- [EXTRAIT À LIRE]

+-------+

Le développement de l’école, en métropole et en Algérie dépend du contexte politique général.


J. Ferry, G. Clémenceau, E.F. Gautier
 nous donnent l’exemple de
trois points de vue représentatifs de leur époque.

 
 
 


L’enseignement, tel que nous le connaissons maintenant, reste associé au nom de Jules Ferry qui fut député, ministre, président du Conseil à la fin du XIXème siècle.
Pourquoi lui et quelques autres voulurent-ils imposer l’école gratuite, laïque, et obligatoire ?
Pourquoi les lois qui s’y rapportaient ont-elles suscité de vifs débats ?
 
En métropole : d’après un rapport parlementaire de 1879, en France 600 000 enfants de 9 à 13 ans ne fréquentaient pas l’école. Plus d’un tiers de la population de savait ni lire, ni écrire.
La France était alors  un pays essentiellement rural. A cette époque, avoir un métier ne dépendait pas exclusivement des connaissances acquises à l’école, comme c’est presque toujours le cas aujourd’hui. Les familles modestes craignirent souvent que l’obligation de scolariser les enfants ne les privât de bras pour travailler la terre et ne détournât les jeunes du savoir et du savoir-faire que s’étaient transmis des générations de paysans. Les avantages de l’école leur semblaient moins importants que ces risques.
D’autre part l’obligation scolaire ne pouvait être séparée de la gratuité et de la laïcité mais pour certains, comme Paul Bert ou Gambetta, la laïcité dériva vers l’anticléricalisme. L’instruction publique, qui devait permettre à chacun une totale liberté de penser et de croire, sembla s’opposer dans les faits à l’enseignement religieux et contredire ainsi ses propres principes.
Inversement les congrégations acceptèrent difficilement de se voir déposséder du rôle pédagogique qu’elles assumaient depuis des siècles.
Commencée avec la Révolution de 1789 l’opposition des deux forces s’est poursuivie tout au long du XIXème siècle ; comme en témoignèrent les débats à la Chambre.
 
En Algérie : sauf exceptions expressément établies, les mêmes lois étaient applicables de part et d’autre de la méditerranée.
Mais qu’en serait-il là-bas de la trilogie : « gratuité, obligation scolaire, laïcité pour tous », qui suscitait déjà tant de difficultés et de résistances en métropole, au sein d’une société dont elle était pourtant issue?
Loin des villes et des centres de colonisation, dans la steppe et dans les montagnes souvent privées de voies d’accès, de locaux existants, et même d’administration, que pourrait-il advenir de l’obligation scolaire ? Elle impliquait de construire des bâtiments, de former un corps enseignant en le préparant à des conditions de travail et de vie particulières et difficiles. Comment susciter l’adhésion des familles ? Moins qu’en métropole, il était possible de les contraindre. Plus qu’en métropole encore la notion de laïcité était difficile à faire accepter.
Qu’en serait-il de la scolarisation des filles dont on pouvait attendre qu’en blessant les convictions des hommes elle aggrave la méfiance des pères, déjà entretenue par les enseignants de l’école coranique.

+-------+

- [INFORMATIONS EXTRAITES]
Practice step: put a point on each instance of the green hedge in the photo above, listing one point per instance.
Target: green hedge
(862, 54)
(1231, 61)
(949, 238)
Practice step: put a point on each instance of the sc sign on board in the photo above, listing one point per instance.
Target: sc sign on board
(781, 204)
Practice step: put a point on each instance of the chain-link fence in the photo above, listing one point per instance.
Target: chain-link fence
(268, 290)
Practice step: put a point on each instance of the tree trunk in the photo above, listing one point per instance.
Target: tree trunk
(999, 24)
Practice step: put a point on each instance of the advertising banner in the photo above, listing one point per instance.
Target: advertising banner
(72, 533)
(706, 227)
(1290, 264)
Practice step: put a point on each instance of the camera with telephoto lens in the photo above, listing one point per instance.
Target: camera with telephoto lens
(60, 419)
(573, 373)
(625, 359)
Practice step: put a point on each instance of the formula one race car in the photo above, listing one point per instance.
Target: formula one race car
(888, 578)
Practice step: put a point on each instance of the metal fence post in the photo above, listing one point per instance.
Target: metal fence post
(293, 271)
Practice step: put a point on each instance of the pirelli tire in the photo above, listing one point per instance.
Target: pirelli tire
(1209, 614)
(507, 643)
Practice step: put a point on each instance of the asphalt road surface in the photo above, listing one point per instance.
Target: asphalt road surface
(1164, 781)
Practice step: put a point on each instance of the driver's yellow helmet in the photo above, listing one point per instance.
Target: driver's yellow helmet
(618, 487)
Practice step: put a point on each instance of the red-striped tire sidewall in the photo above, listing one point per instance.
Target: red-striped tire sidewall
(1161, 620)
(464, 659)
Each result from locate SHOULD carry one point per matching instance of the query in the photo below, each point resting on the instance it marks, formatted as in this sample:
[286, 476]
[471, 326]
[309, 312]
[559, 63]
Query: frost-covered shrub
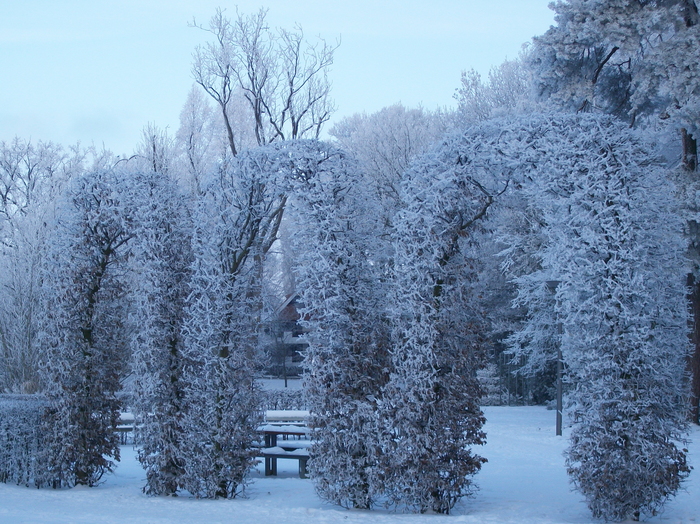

+-------+

- [OBJECTIF DE LA TÂCHE] Dans l'extrait sur l'école, recopiez tout ce qui va de « Inversement les congrégations » jusqu'à « à la Chambre. » en changeant « congrégations » en « communautés religieuses ». Les données n'ont aucun rapport avec l'extrait sur l'école.

- [RÉSULTAT FINAL]
Inversement les communautés religieuses acceptèrent difficilement de se voir déposséder du rôle pédagogique qu’elles assumaient depuis des siècles.
Commencée avec la Révolution de 1789 l’opposition des deux forces s’est poursuivie tout au long du XIXème siècle ; comme en témoignèrent les débats à la Chambre.